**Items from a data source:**

◆ ◆ ◆ ◆ ◆ ◆ ◆

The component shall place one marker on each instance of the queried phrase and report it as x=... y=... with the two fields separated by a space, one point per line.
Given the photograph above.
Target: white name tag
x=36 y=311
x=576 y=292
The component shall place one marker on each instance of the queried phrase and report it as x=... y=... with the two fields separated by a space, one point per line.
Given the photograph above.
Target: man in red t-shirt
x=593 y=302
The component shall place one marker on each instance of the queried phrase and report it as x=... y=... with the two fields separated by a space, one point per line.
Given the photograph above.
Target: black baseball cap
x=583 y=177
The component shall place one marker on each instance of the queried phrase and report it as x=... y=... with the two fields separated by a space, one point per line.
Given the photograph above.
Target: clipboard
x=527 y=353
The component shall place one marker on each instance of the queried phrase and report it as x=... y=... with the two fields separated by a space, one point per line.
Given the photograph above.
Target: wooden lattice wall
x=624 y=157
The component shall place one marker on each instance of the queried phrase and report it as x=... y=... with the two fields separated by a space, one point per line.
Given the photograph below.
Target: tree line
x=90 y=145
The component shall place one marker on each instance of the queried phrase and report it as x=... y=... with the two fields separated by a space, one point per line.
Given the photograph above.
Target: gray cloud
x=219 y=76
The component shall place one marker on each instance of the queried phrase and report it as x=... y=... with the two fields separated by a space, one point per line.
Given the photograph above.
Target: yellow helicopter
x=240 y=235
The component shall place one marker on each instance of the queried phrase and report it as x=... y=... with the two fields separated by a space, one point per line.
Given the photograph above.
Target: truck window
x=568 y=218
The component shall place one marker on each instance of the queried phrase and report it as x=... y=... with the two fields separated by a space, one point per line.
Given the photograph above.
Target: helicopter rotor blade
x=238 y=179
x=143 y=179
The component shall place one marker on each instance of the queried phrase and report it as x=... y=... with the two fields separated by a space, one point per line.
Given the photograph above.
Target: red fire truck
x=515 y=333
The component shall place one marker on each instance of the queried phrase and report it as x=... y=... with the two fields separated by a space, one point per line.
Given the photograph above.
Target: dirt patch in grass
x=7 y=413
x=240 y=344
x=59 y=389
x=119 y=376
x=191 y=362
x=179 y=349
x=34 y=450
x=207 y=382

◆ ◆ ◆ ◆ ◆ ◆ ◆

Convert the records, starting at the beginning and ending at the line containing "x=576 y=292", into a two-column CSV with the header input,output. Give one row per record, putting its text in a quoted input field and its answer in a quoted output field, with line breaks replaced by spaces.

input,output
"The component shall place one marker on each instance of the queried phrase and report it as x=... y=... with the two fields separated by a space, one point per line. Given the photograph above. Target: white name tag","x=36 y=311 x=576 y=292"